• _Task to carry out_:
Which article of the UN's International Covenant on Civil and Political Rights does the passage on the CCP's smear campaign quote, and in what year does it say the CCP regime signed the Covenant?

• _Passage provided_:
▬▬▬▬▬▬▬▬▬▬
The Chinese Communist Party’s (CCP’s) mouthpieces have been busy smearing rights lawyers, rights advocates, and petitioners. Its guiding principle is identical to what drove the smear campaign against Falun Gong in 1999, only it is not as overwhelming and not as powerful today.

In these smear articles, the hired pens, which want to play the role of the Nazi’s Schutzstaffel [the elite military of the Nazi Party, also known as the SS] in defending the CCP, present “public security” officers as the “people’s police,” while labeling human rights, its widespread appeal, and the public response as “hype.” The CCP also mixes up organization with organized crime so as to fool the public. Of course, the CCP is most fearful of people organizing themselves to resist its brutal rule. Any dictator would harbor the same fear.

The CCP knows very well its usurped power has no justification or legitimacy in modern society. Only lies and violence can sustain such a regime. It is not able to do things openly, based on facts and convince people with reasoning. It feels that as long as people, out of fear, dare not care about other people’s business, and dare not confront its rule in an organized form, its autocratic regime can then be sustained.

To put it simply, the most significant advantage of socialism is that the CCP can be organized and can mobilize itself to crush single-handed dissidents. I think this is the fundamental source and basis of its so-called three confidences in its theory, road, and system. [2]

Is organization the same as organized crime? Apparently it is not. Article 22 of UN’s International Covenant on Civil and Political Rights [3] states:

“1. Everyone shall have the right to freedom of association with others, including the right to form and join trade unions for the protection of his interests.

2. No restrictions may be placed on the exercise of this right other than those which are prescribed by law and which are necessary in a democratic society in the interests of national security or public safety, public order (ordre public), the protection of public health or morals or the protection of the rights and freedoms of others. …”

Based on international laws and norms, any government that restricts its citizens’ freedom and their rights of free association is itself committing a crime. The CCP regime signed the UN’s International Covenant in 1998. It has refused to put it into practice. Even worse, it has been constantly violating international law, conducting arbitrary abductions, arrests, and torture, and has been infringing on its citizen’s basic human rights.
▬▬▬▬▬▬▬▬▬▬
• _Provided material_:
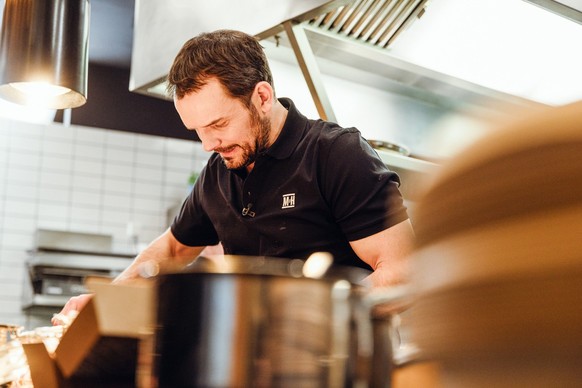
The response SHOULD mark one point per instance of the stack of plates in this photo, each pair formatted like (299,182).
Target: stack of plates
▬▬▬▬▬▬▬▬▬▬
• _Reply_:
Article 22; the CCP regime signed the Covenant in 1998.